━━━ Trecho da fonte ━━━
Uma das principais demandas do setor, o projeto que perdoa as dívidas de produtores com o Fundo de Assistência ao Trabalhador Rural (Funrural) – contribuição previdenciária de produtores e empreendimentos rurais – está em estudo pelo governo de Jair Bolsonaro. Segundo a ministra da Agricultura, Tereza Cristina, o presidente "tem se posicionado a favor de fazer o perdão" dos débitos – o que teria impacto estimado em cerca de R$ 17 bilhões nas contas públicas.
— Existe um grupo estudando, porque tem que estar no orçamento (…) Não é uma decisão do Executivo sozinho. Precisa saber como pode ser feito, se é por medida provisória, e encaminhar ao Congresso. Aí é o congresso que precisa entender que é uma pauta importante do agronegócio brasileiro e votar a favor. E o presidente com certeza não vetará, se ele mandar a medida provisória é porque ele tem certeza que não acarretará na Lei de Responsabilidade Fiscal — disse, em entrevista ao Gaúcha Atualidade desta segunda-feira (7).
De acordo com Tereza Cristina, inicialmente, a ideia é fazer uma nova prorrogação para a renegociação das dívidas para que esse estudo seja feito. O último prazo terminou em 31 de dezembro e não foi estendido pelo ex-presidente Michel Temer devido a “impedimentos legais”.
— O governo anterior não fez (a prorrogação) teve impedimentos legais para isso, porque entrava no mandato do novo presidente e então não pode ser prorrogado até 30 de março, o que era pedido pelo setor — explicou a ministra.
No início de dezembro, a Câmara dos Deputados aprovou pedido de urgência na tramitação do projeto que trata do perdão das dívidas do Funrural. Com a decisão, o texto pode ser votado diretamente no plenário da Casa, sem passar pelas comissões permanentes.
━━━ Registros armazenados ━━━
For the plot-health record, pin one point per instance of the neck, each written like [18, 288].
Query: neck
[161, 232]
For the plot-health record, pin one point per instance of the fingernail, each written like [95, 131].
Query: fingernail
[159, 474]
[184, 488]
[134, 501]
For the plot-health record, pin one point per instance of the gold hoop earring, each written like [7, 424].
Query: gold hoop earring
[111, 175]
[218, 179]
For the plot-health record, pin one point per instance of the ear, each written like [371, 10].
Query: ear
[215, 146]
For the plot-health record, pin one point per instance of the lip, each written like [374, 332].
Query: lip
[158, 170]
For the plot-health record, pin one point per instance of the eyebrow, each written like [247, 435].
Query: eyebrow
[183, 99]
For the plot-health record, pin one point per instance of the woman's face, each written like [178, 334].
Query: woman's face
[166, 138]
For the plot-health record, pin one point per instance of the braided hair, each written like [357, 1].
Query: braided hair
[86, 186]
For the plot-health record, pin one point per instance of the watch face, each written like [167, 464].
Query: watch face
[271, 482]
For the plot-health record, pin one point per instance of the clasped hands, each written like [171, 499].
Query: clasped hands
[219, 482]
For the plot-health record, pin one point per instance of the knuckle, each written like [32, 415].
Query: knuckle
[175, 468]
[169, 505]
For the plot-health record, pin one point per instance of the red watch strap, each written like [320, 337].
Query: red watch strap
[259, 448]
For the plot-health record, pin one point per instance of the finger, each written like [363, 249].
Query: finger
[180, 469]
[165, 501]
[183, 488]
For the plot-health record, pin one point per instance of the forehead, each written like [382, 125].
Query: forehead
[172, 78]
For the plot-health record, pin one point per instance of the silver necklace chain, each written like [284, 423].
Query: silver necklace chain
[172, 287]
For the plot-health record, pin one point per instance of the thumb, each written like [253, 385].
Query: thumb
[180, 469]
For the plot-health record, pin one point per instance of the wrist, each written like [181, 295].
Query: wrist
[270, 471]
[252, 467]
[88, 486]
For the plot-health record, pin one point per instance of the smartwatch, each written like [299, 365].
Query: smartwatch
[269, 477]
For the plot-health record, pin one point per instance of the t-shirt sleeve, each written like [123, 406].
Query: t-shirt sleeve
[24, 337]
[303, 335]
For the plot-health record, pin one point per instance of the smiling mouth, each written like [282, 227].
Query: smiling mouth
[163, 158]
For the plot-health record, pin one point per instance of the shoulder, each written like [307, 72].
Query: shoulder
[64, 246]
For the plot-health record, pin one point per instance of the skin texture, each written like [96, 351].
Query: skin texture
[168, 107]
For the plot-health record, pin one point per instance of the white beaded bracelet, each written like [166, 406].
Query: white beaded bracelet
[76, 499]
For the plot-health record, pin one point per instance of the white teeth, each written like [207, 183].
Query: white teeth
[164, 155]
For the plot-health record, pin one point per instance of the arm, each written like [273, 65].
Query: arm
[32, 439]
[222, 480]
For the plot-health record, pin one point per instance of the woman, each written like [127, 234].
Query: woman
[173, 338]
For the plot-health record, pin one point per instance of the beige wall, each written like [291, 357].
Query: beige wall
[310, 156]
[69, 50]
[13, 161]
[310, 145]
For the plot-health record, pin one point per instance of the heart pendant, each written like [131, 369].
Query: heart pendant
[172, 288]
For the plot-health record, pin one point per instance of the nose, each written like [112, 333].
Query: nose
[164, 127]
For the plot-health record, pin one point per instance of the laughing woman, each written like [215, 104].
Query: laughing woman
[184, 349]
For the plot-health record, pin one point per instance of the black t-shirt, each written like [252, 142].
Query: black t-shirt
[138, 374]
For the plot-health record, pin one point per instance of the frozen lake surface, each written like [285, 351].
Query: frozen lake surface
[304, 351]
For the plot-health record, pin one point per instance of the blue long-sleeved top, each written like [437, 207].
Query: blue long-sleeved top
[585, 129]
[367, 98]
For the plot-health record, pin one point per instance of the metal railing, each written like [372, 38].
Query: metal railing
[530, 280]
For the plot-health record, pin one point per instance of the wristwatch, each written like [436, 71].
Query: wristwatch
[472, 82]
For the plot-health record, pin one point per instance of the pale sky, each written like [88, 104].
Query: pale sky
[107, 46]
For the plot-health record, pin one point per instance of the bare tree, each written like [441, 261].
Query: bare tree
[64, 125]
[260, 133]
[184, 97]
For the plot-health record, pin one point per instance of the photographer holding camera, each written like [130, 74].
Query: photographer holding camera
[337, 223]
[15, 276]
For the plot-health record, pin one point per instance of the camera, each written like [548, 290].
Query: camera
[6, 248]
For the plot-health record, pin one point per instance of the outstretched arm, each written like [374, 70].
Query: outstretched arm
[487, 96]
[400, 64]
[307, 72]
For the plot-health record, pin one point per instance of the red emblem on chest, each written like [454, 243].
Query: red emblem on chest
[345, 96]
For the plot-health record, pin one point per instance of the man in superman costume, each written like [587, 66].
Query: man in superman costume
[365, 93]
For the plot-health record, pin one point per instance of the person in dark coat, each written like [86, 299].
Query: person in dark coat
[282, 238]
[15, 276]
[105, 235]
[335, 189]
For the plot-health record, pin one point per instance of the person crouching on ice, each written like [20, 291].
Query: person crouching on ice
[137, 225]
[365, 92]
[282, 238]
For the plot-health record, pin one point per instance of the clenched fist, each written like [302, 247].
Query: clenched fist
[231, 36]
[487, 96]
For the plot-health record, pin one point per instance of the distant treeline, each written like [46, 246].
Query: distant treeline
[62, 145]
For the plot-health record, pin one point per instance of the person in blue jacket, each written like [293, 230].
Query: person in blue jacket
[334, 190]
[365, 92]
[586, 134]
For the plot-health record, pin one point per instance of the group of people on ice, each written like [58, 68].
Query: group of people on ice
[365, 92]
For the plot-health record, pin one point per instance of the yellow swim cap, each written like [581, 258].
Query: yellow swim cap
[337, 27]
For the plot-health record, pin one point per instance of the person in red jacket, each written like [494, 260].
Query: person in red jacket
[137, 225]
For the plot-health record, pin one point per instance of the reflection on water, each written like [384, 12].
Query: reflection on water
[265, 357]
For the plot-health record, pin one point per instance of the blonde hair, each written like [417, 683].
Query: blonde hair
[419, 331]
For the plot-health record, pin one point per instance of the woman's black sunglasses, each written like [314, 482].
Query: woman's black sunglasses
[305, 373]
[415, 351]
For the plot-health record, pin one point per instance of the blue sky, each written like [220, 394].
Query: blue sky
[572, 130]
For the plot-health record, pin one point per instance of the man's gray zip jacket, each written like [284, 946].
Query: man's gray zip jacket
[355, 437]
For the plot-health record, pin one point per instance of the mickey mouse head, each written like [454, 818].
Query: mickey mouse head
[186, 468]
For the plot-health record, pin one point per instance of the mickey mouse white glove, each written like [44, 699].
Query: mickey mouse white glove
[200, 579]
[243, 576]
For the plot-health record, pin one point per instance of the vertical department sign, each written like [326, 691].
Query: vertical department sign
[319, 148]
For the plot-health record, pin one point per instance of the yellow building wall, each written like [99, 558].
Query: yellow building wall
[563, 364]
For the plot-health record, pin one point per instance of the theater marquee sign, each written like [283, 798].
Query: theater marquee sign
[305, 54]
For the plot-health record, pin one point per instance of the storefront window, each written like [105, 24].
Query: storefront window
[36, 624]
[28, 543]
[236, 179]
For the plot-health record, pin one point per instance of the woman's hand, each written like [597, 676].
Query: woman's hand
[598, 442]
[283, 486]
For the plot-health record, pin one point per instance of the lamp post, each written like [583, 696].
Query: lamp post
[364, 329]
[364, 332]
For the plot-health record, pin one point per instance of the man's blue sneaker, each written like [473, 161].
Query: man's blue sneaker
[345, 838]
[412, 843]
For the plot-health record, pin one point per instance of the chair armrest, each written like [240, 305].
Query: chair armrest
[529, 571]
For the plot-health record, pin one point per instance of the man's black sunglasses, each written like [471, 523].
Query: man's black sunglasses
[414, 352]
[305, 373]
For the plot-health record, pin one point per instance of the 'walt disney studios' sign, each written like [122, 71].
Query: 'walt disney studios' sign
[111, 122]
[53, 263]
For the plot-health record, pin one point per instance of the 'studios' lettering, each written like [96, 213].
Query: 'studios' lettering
━━━
* [A fazer]
A. Segundo o trecho sobre o Funrural, qual é o impacto estimado do perdão das dívidas nas contas públicas?
B. Devolva, sem nenhuma alteração, a parte do trecho sobre o Funrural que começa nas palavras "De acordo com" e termina depois de "explicou a ministra.".

* [Respostas do exercício]
A. Cerca de R$ 17 bilhões.

B.
De acordo com Tereza Cristina, inicialmente, a ideia é fazer uma nova prorrogação para a renegociação das dívidas para que esse estudo seja feito. O último prazo terminou em 31 de dezembro e não foi estendido pelo ex-presidente Michel Temer devido a “impedimentos legais”.
— O governo anterior não fez (a prorrogação) teve impedimentos legais para isso, porque entrava no mandato do novo presidente e então não pode ser prorrogado até 30 de março, o que era pedido pelo setor — explicou a ministra.